## [Exercise details]
Return the records below from the line containing "Where can the cabinet" onward, exactly, through and including the last line.

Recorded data
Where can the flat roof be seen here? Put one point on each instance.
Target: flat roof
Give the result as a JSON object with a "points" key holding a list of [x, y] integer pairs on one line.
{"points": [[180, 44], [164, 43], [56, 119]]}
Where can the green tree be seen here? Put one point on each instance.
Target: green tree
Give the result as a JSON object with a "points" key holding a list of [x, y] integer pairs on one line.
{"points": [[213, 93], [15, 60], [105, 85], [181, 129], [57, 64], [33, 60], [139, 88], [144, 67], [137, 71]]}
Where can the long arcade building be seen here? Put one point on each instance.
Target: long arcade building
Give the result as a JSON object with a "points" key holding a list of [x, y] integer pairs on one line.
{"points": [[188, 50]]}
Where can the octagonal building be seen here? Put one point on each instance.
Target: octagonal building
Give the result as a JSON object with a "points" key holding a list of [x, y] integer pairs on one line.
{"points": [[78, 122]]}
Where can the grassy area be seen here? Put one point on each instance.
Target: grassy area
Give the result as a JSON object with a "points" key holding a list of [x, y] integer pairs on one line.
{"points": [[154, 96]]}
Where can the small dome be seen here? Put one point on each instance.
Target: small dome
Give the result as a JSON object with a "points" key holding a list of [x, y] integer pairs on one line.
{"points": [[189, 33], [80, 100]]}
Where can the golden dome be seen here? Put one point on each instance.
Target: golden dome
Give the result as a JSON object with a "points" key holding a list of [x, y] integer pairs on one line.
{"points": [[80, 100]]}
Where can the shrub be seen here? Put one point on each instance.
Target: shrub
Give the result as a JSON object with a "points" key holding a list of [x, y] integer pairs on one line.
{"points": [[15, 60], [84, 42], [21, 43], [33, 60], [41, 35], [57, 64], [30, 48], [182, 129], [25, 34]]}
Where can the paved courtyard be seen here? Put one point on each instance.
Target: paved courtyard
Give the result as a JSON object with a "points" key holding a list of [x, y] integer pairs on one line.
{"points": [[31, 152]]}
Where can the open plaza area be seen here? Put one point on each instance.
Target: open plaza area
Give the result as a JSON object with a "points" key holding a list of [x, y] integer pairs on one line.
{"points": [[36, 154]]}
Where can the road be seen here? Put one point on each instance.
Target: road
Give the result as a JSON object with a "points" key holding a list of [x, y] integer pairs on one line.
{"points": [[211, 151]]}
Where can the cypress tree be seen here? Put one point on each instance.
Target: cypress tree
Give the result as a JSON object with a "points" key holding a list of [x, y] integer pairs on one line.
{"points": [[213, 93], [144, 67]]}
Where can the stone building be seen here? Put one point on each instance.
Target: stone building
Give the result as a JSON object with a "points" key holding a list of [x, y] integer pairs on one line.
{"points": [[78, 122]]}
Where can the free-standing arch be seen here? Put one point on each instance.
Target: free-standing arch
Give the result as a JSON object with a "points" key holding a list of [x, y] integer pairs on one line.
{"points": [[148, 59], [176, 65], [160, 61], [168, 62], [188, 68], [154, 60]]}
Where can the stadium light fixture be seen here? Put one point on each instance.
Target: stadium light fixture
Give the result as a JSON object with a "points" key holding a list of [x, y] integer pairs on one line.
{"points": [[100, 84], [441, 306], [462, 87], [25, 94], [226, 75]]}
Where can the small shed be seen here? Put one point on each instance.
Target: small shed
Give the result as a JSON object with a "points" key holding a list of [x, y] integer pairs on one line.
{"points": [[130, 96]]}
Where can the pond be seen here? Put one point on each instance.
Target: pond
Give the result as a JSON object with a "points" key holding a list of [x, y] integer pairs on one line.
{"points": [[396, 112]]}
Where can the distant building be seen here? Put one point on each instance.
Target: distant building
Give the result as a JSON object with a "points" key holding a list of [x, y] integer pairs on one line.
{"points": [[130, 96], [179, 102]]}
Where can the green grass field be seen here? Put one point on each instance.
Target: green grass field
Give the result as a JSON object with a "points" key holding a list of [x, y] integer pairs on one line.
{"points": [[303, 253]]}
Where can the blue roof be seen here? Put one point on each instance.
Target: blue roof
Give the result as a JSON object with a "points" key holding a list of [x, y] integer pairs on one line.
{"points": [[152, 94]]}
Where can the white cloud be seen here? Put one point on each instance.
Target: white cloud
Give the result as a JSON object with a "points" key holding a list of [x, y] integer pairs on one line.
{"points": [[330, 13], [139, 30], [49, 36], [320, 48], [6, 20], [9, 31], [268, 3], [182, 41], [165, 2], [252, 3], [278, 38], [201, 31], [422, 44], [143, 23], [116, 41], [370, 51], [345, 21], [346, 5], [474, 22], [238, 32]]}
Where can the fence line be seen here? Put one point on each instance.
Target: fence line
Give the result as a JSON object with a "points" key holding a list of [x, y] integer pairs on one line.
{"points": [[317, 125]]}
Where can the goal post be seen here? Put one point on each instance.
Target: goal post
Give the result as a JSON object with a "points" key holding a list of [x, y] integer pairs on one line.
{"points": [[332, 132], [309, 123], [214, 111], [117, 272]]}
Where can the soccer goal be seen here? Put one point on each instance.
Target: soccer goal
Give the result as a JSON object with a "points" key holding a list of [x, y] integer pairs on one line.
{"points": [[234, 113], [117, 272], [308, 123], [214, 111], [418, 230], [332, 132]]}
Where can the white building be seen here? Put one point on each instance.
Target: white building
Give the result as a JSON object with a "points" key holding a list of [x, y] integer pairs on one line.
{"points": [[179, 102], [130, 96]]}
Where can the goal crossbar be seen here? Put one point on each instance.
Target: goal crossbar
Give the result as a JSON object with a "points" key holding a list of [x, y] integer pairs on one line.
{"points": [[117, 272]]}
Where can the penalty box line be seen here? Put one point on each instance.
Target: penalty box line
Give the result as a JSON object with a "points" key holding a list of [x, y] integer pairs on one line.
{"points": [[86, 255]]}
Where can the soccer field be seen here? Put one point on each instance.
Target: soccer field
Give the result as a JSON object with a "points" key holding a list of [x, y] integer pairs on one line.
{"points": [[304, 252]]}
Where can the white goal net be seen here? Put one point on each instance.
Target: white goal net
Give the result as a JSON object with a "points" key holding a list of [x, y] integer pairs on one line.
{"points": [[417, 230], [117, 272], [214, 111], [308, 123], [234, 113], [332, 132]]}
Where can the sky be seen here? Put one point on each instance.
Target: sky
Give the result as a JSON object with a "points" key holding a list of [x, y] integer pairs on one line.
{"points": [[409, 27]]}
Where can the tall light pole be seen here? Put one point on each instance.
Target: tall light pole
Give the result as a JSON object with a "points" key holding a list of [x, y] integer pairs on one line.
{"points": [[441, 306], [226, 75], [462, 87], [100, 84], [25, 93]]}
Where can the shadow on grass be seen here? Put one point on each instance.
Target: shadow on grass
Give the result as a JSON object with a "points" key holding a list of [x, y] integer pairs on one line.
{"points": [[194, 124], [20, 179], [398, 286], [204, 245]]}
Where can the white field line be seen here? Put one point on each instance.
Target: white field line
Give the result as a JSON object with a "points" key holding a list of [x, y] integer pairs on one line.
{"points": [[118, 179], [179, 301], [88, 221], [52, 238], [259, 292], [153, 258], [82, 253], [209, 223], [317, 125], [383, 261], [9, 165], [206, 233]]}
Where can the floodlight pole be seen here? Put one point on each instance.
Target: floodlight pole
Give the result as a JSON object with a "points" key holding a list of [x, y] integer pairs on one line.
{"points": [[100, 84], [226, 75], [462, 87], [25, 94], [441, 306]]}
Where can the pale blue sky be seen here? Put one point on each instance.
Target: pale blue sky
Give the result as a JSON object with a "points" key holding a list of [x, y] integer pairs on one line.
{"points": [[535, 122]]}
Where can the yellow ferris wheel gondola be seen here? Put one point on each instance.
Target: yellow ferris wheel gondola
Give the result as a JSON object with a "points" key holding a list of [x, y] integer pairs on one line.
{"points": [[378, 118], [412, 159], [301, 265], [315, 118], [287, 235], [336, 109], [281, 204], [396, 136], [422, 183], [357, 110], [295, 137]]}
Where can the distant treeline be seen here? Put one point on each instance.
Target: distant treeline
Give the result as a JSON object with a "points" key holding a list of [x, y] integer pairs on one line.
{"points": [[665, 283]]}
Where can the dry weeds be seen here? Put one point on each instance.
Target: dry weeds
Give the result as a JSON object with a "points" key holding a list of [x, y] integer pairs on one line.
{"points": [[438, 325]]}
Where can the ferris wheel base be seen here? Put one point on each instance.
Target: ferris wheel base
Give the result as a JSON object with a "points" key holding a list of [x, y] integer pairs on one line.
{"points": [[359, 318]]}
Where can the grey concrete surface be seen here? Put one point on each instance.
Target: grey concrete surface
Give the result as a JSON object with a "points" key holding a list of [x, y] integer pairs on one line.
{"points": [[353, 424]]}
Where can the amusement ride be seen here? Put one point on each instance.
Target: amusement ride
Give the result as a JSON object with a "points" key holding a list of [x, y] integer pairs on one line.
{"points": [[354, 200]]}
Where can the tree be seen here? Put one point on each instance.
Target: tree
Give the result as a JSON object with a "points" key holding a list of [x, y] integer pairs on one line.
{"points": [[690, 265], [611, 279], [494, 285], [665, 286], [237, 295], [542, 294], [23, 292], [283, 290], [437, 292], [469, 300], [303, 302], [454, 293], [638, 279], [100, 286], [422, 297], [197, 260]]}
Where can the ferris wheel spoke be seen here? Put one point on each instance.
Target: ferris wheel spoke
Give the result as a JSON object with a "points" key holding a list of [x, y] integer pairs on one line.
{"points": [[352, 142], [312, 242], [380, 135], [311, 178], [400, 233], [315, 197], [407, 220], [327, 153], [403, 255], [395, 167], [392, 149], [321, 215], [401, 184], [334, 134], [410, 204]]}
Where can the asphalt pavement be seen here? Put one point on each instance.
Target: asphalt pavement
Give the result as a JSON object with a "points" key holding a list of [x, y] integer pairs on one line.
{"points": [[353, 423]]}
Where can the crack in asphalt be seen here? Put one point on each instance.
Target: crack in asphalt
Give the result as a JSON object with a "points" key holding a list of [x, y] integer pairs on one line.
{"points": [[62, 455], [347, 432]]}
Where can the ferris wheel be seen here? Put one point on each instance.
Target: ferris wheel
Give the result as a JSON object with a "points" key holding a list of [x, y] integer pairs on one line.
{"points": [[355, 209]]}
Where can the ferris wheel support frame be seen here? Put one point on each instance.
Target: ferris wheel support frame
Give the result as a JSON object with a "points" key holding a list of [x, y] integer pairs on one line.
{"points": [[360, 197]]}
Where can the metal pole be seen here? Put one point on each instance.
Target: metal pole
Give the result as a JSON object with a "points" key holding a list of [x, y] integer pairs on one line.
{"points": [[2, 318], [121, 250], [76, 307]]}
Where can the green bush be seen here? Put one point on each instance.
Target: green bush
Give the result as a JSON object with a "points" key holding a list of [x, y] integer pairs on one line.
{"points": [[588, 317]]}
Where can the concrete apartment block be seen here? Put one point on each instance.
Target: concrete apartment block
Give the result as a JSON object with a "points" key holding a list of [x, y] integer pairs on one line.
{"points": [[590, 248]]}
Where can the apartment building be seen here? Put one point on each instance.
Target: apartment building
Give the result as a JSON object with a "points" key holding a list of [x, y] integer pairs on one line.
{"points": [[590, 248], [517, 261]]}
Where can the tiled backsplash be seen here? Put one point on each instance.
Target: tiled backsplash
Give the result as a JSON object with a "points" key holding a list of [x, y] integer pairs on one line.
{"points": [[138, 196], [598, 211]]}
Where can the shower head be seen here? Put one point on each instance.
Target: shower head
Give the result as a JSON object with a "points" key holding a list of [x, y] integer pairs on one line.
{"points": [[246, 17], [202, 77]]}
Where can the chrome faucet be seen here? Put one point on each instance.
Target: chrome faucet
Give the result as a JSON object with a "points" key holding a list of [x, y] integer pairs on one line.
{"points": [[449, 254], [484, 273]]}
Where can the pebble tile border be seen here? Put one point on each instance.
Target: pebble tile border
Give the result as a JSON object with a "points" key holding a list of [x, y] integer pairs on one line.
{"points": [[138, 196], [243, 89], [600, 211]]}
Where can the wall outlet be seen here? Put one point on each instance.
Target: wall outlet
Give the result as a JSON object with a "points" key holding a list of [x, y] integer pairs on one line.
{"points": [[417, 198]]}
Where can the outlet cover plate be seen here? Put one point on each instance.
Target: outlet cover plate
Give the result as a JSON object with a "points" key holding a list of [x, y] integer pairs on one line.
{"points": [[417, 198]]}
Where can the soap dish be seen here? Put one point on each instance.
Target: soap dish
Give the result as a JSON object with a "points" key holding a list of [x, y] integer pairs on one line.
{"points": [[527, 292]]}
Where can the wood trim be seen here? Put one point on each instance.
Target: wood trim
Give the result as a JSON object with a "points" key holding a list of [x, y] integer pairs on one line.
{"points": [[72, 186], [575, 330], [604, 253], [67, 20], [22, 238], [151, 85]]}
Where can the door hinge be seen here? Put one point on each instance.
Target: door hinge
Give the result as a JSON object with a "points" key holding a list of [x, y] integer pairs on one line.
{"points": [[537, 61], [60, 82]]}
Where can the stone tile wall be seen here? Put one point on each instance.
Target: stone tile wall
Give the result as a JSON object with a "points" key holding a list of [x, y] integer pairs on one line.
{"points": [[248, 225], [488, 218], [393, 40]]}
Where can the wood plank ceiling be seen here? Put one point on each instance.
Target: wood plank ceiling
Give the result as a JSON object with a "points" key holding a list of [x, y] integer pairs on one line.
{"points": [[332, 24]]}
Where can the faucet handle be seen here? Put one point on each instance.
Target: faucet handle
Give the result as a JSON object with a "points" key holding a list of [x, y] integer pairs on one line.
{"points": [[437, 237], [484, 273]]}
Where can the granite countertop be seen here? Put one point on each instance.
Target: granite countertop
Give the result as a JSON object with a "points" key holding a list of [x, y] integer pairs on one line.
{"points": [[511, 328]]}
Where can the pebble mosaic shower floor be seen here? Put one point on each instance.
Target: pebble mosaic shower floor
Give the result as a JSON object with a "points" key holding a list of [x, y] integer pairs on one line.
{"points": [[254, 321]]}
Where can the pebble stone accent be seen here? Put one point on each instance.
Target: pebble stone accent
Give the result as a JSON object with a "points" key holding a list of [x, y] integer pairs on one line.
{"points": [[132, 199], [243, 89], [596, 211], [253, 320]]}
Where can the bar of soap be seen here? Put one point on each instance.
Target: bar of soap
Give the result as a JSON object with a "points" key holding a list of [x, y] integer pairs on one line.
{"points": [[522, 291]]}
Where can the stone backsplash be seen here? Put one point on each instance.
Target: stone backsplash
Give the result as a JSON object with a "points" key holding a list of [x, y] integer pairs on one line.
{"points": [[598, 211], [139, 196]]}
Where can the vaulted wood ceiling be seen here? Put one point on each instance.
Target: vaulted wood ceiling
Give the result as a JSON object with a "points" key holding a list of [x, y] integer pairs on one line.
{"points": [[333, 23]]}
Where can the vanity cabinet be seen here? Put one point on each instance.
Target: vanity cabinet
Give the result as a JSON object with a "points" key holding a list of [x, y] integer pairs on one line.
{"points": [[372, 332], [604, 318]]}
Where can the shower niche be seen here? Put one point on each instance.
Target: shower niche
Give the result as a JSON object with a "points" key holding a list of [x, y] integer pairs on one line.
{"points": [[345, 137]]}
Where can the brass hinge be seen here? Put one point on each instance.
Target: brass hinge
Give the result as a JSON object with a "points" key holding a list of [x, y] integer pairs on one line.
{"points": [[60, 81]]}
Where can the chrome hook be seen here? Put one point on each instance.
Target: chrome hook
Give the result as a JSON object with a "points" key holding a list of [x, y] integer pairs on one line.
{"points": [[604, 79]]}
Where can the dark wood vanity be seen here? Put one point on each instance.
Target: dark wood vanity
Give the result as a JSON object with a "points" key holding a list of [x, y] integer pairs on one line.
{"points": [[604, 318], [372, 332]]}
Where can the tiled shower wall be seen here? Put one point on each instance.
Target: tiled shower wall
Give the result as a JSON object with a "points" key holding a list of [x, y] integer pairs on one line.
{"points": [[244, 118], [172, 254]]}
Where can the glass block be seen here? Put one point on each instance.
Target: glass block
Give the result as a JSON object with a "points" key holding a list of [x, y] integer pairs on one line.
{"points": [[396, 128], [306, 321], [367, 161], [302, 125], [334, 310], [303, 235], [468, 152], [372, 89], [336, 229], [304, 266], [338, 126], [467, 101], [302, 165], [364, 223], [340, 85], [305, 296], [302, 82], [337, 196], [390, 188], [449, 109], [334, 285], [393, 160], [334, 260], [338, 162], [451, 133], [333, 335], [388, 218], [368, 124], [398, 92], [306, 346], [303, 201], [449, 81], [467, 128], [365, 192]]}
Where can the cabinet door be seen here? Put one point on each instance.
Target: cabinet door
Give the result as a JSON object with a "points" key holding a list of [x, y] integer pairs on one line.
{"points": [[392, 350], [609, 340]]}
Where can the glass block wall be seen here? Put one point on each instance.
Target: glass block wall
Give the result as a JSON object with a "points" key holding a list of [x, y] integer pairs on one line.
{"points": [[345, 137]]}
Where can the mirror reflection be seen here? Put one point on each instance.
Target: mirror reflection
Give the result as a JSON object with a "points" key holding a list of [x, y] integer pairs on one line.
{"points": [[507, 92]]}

## [Answer to the task]
Where can the cabinet door be seen here? Put one point on each instance.
Target: cabinet door
Give the result as a JSON object with a "points" key holding a list of [x, y] integer pairs on one line.
{"points": [[392, 350], [609, 340]]}
Where can the glass block wall be seen here? Put one point on each instance.
Target: glass block wall
Give the result as a JSON object with a "points" key holding a list of [x, y] integer pairs on one line.
{"points": [[345, 137]]}
Where can the mirror reflection be seen here? Put one point on each instance.
Target: mirror reflection
Give the result as a JSON object with a "points" key holding a list of [x, y] integer pairs on one line.
{"points": [[507, 92]]}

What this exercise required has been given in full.